→ **What is expected**:
Switch every "keypoint" in the lines below to "marker" and write the lines out again with nothing else changed. Omit the pictures from your answer.

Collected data
☆ ☆ ☆
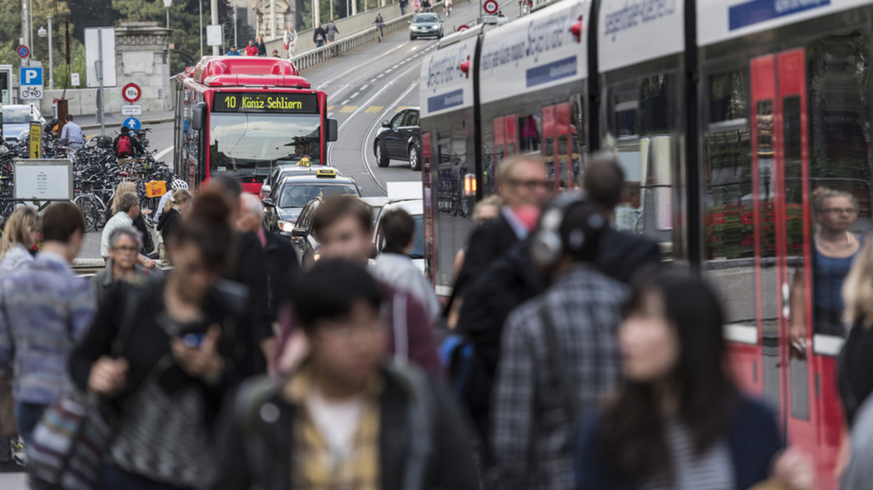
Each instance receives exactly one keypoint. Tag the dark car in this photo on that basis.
(286, 200)
(304, 242)
(399, 139)
(279, 172)
(425, 25)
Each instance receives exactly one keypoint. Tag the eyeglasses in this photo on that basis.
(849, 211)
(532, 184)
(125, 249)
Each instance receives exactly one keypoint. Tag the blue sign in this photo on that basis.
(132, 123)
(550, 72)
(445, 101)
(757, 11)
(31, 76)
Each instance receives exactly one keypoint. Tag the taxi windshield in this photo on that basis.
(425, 18)
(247, 144)
(298, 195)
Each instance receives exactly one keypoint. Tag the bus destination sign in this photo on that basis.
(265, 102)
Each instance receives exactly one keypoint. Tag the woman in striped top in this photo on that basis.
(679, 421)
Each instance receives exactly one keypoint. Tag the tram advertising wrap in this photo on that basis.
(539, 53)
(447, 125)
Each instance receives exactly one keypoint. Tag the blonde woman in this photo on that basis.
(148, 243)
(835, 247)
(19, 235)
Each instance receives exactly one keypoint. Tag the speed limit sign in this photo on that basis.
(131, 92)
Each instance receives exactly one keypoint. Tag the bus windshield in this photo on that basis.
(249, 145)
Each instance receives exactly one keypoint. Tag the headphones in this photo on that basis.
(548, 244)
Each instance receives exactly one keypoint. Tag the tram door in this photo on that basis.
(781, 215)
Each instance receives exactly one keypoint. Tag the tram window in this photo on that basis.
(727, 97)
(837, 70)
(578, 132)
(529, 127)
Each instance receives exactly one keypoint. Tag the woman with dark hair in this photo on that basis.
(164, 356)
(679, 422)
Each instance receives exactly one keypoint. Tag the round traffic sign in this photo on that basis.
(132, 123)
(131, 92)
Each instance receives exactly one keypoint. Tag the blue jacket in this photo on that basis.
(753, 438)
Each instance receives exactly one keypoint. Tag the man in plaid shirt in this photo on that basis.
(545, 382)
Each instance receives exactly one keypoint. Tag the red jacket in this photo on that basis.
(419, 345)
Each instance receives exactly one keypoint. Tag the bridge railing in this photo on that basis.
(350, 42)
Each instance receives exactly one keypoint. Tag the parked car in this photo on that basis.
(279, 172)
(287, 200)
(304, 242)
(427, 24)
(400, 139)
(17, 119)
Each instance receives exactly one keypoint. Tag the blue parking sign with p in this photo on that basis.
(132, 123)
(31, 76)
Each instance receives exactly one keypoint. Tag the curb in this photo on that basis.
(114, 124)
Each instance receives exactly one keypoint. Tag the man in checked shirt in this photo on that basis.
(558, 355)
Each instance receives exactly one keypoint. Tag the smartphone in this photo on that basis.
(193, 339)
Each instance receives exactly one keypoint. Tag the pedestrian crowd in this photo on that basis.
(572, 358)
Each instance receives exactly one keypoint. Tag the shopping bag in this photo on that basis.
(69, 444)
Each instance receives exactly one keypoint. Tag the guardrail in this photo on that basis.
(319, 55)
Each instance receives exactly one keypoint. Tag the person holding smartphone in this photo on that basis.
(164, 356)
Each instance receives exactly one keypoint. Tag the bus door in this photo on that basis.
(781, 213)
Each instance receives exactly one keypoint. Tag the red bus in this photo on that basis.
(243, 116)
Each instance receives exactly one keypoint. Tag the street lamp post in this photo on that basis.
(42, 33)
(168, 4)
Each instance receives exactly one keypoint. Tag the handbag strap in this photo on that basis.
(558, 364)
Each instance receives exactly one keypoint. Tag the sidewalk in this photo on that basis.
(149, 117)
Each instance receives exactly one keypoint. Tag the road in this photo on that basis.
(364, 88)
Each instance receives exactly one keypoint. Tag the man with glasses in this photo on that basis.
(124, 243)
(525, 188)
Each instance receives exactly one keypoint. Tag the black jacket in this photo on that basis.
(250, 270)
(129, 317)
(167, 223)
(504, 285)
(258, 453)
(283, 269)
(489, 242)
(622, 255)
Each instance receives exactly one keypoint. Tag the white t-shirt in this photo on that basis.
(336, 421)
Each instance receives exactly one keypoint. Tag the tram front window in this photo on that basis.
(249, 145)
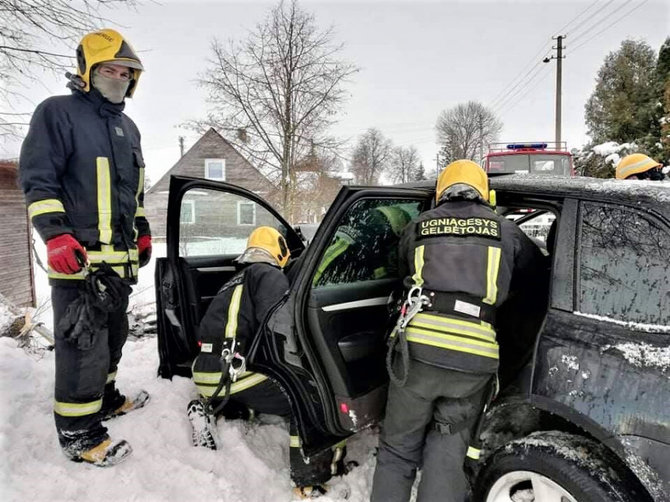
☆ ☆ ☆
→ **Worked solution**:
Each instance receives exactly one marker. Tag the dark car in this photo on that basis.
(286, 200)
(304, 242)
(399, 139)
(279, 172)
(425, 25)
Each instance receives exactly one marker. Tag the eyeglasses in this photo on that basis.
(849, 211)
(532, 184)
(125, 249)
Each instance receives exactly one marker. Tag the blue sign in this photo on that basis.
(132, 123)
(550, 72)
(445, 101)
(757, 11)
(31, 76)
Each instance receives exactly one marker. Tag the taxi windshield in this photo on that basis.
(425, 18)
(247, 144)
(298, 195)
Each instance receives exactly one marker. Tag the bus destination sign in this photo on that basis.
(265, 102)
Each instance receives exactly one marker. Tag the woman in striped top in this photo on that basis.
(679, 421)
Each instance receives exactly one marker. Tag the tram advertising wrap in this photo on that basis.
(539, 53)
(447, 125)
Each instance receives exactly one marker. Tag the blonde woman in this photo on that basis.
(148, 243)
(835, 247)
(19, 235)
Each instance receives exactly one marker. Tag the speed limit sign in this photo on that basis.
(131, 92)
Each instance receives exactly one marker. Tag the bus windshield in this photo on that basis.
(249, 145)
Each instance receives exactly one marker. Tag the headphones in this photo on that basis.
(548, 244)
Each instance receives exactly one marker. Tag the tram door in this photo on that basis.
(781, 215)
Each instance receives exactly one marker. Tag the tram window in this photo on that basis.
(727, 97)
(837, 70)
(578, 132)
(529, 127)
Each instance receives exactly one marker. Tag the woman with dark hair in this photo on that basis.
(164, 356)
(679, 422)
Each instance receives exactly one marker. Tag the round traffic sign in this photo on that basis.
(132, 123)
(131, 92)
Each instance receives exactly one marker. Tag the blue jacket in this photo on that basis.
(753, 438)
Each instance receives exactly one marker. Tag the man in plaid shirt in this photo on that basis.
(545, 382)
Each instance receives exactly one marker. Tag the red jacket in this photo on that basis.
(419, 345)
Each instance receives exactly one marker. Tag the bridge railing in this photo on that basis.
(350, 42)
Each instance receives exactly one marker. Tag the parked car in this photo on that basis.
(279, 172)
(287, 200)
(304, 242)
(427, 24)
(400, 139)
(17, 119)
Each instance receives exactly one marker. Tag the blue parking sign with p in this photo on that basis.
(132, 123)
(31, 76)
Each instance receives exactly one marker. Tag the curb in this photo on that basis.
(114, 124)
Each instance receives exactly one marker. Tag the man in checked shirt in this photo on that basis.
(558, 355)
Each instance receives exactly one marker. Tag the smartphone in this photo on that basis.
(193, 339)
Each instance receives exactly one marker. Tag the pedestrian crowd in this photo on that basis.
(572, 358)
Each instance receives exactly one marker. Tag the shopping bag in this photo on that basis.
(69, 444)
Each instance receives exactly one marker. Tag the guardrail in this photo on that basis.
(319, 55)
Each instance receives exactly one marker. Tag the person holding smartphone in this photo on that basis.
(164, 356)
Each instance receives exactly one marker. Tag the bus door in this photo on that basis.
(781, 213)
Each instance receives exactly one marker. Tag the red bus in this photo on that basis.
(243, 116)
Each instance receives exactly one marker. Tag the street lamp post in this photo on that basis.
(42, 33)
(168, 4)
Each instance receives exactly one marker. Tag the handbag strap in this photo on that basis.
(558, 364)
Each instance receives exactly one marker. Tag the sidewalk in this photo on that basis.
(149, 117)
Each instance receives exactly one marker. Tag the road in this photo on that basis.
(364, 88)
Each instance receives exactly one marker. Tag the man with glasses in this photo on that basis.
(124, 243)
(525, 188)
Each instance receives exactly one marker. Tag the black jacket in this photo on that basis.
(250, 270)
(129, 317)
(167, 223)
(504, 285)
(258, 453)
(283, 269)
(489, 242)
(622, 255)
Each instance receives exactly one marker. Tag the white t-shirt in this photo on that basis.
(336, 421)
Each instance receives exactly one marker. Tag the tram front window in this photo on that basis.
(249, 145)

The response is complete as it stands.